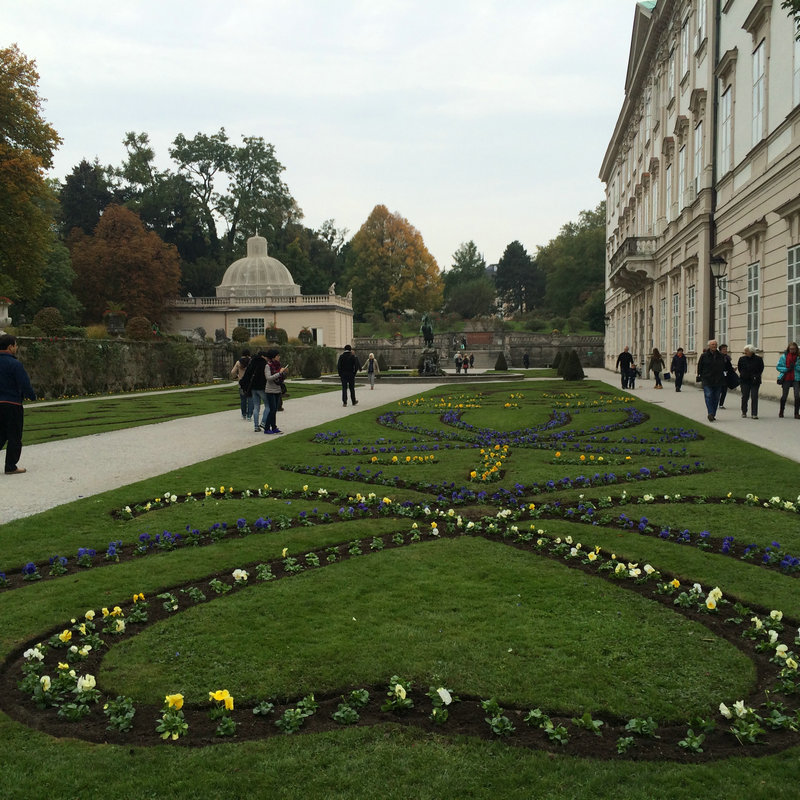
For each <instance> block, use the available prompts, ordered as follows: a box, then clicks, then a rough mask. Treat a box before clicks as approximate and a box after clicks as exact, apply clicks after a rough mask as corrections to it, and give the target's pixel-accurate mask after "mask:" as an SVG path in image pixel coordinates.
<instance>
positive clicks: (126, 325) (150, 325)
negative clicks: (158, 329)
mask: <svg viewBox="0 0 800 800" xmlns="http://www.w3.org/2000/svg"><path fill="white" fill-rule="evenodd" d="M125 336H126V337H127V338H128V339H138V340H140V341H143V340H144V339H151V338H152V337H153V325H152V323H151V322H150V320H149V319H147V317H131V318H130V319H129V320H128V324H127V325H126V326H125Z"/></svg>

********************

(Assigned task) You need to restate all of the entries above exactly and leave the pictures behind.

(Answer to the exercise)
For each <instance> block, use the available prompts, ordered as follows: a box, then clicks, then a rough mask. Treat a box before clicks as approximate and a box after clicks as exact, apply clicks after a rough mask as corrections to it, and give the target's pixel-accurate mask after "mask:" as an SVG path in image pixel coordinates.
<instance>
positive clicks: (126, 325) (150, 325)
negative clicks: (158, 329)
mask: <svg viewBox="0 0 800 800" xmlns="http://www.w3.org/2000/svg"><path fill="white" fill-rule="evenodd" d="M125 336H126V337H127V338H128V339H138V340H140V341H143V340H144V339H151V338H152V337H153V325H152V323H151V322H150V320H149V319H147V317H131V318H130V319H129V320H128V324H127V325H126V326H125Z"/></svg>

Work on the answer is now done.